Instructions to follow.
Each entry is to be reproduced verbatim, and images are to be omitted.

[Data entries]

—————

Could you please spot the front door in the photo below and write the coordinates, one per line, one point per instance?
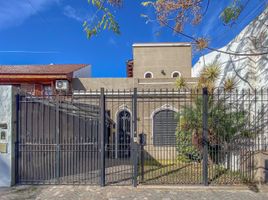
(124, 134)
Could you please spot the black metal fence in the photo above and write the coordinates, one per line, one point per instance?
(141, 137)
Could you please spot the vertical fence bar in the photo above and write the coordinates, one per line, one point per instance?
(102, 138)
(135, 139)
(205, 136)
(57, 139)
(17, 138)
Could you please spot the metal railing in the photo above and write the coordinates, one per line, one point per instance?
(141, 137)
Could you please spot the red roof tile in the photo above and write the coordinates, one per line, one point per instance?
(41, 69)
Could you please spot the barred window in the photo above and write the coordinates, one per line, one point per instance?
(164, 128)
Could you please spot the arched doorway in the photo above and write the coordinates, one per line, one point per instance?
(124, 134)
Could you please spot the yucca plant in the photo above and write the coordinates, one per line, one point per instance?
(224, 123)
(181, 83)
(208, 76)
(229, 84)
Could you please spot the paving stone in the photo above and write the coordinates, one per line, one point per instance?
(126, 193)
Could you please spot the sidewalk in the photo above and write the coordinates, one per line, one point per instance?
(127, 193)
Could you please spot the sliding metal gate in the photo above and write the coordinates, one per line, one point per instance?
(140, 137)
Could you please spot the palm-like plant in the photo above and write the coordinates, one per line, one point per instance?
(181, 83)
(225, 123)
(208, 76)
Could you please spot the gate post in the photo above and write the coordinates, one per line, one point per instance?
(205, 136)
(57, 137)
(102, 139)
(135, 139)
(17, 137)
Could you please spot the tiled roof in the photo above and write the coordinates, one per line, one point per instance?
(41, 69)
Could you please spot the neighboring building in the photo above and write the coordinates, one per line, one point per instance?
(42, 79)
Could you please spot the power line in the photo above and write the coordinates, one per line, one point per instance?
(36, 11)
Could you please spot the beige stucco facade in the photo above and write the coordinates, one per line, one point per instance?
(162, 59)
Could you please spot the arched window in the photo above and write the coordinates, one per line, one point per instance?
(164, 128)
(148, 75)
(175, 74)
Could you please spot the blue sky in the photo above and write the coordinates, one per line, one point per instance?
(50, 31)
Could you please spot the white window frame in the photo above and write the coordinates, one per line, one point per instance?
(147, 73)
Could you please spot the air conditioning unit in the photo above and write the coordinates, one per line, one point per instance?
(62, 85)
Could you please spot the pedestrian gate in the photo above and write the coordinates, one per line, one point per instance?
(136, 137)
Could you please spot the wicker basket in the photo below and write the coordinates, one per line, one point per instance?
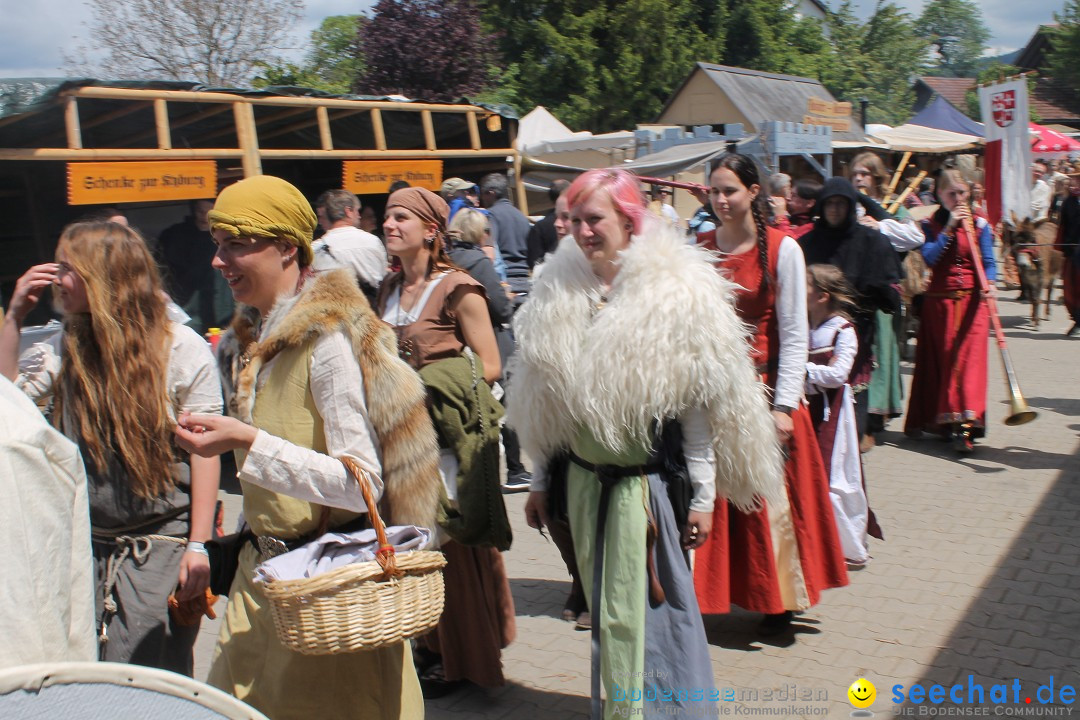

—————

Expected answer.
Could you please spot the front door in the photo below and write the coordinates, one per line, one point per instance?
(124, 134)
Could you please spot the black metal fence in the photo above and write the coordinates, one per line, one point per instance?
(141, 137)
Could you please spot the vertical fence bar in the photo above and write the coordinates, one per line, one point per instance?
(102, 138)
(135, 139)
(205, 136)
(57, 139)
(17, 138)
Could you please spot the metal railing in the photo above and write the coordinates, one per line, one point per instance?
(141, 137)
Could you please spot the red roof tile in the photo above and write the coordinates, one per line, one point per instance?
(41, 69)
Could you please spot the barred window in the photo above and write the coordinates, one per line, one point per instance?
(164, 128)
Could you please spot the arched doorway in the photo above and write the coordinates, one per line, one point per instance?
(124, 134)
Could you please spot the yucca plant in the photo above and write the coordinates, one per line, one point per instance?
(224, 123)
(181, 83)
(208, 76)
(229, 84)
Could you please spot the paving stone in the photo above and write the coordinates, one per line, one point per instance?
(126, 193)
Could you please spot the sidewalk in the photo above and write the coordinates, one per line, one point per instance?
(127, 193)
Could you please spot the sliding metal gate in the photo above and write the coordinates, one per line, one point per instance?
(140, 137)
Could you please spot the palm-like plant in the photo above and write the coordinates, one per line, one point per instance?
(181, 83)
(225, 123)
(208, 76)
Could you please spot the gate post in the photo above and write the coordinates, one per line, one point per instance?
(205, 136)
(57, 137)
(102, 139)
(135, 139)
(17, 137)
Could you please spot the tiled roof in the photo above and write the coordinates, one per line, one point per instance?
(41, 69)
Could you please spot the neighboring building in the photo above and write the coordinates, one per line, one point per instance?
(42, 79)
Could you please spot the power line in the photo above and write the coordinates, one per line, one point per instance?
(36, 11)
Could you please spot the beige stucco facade in the photo above and write the coordinates, one per line, one point per instance?
(162, 59)
Could you please spot the arched window in the photo above and write the coordinates, one per line, one point per instance?
(164, 128)
(148, 75)
(175, 74)
Could you please spot the blue sky in the photo above and write the coordinates, one per line, one point per instance?
(50, 31)
Could you please spot the white window frame in the photo above and write the coordinates, one per line, one point per instance?
(147, 73)
Could you please spot the air conditioning unit in the photo above and write the coordinates, one per line, one point per instance?
(62, 85)
Could you please spot the pedestrian gate in the photo above and write the coordinates, one per line, one point per instance?
(136, 137)
Could you please spot the wicker basket in the photo below and write the coordinates, one per line, one point per instance?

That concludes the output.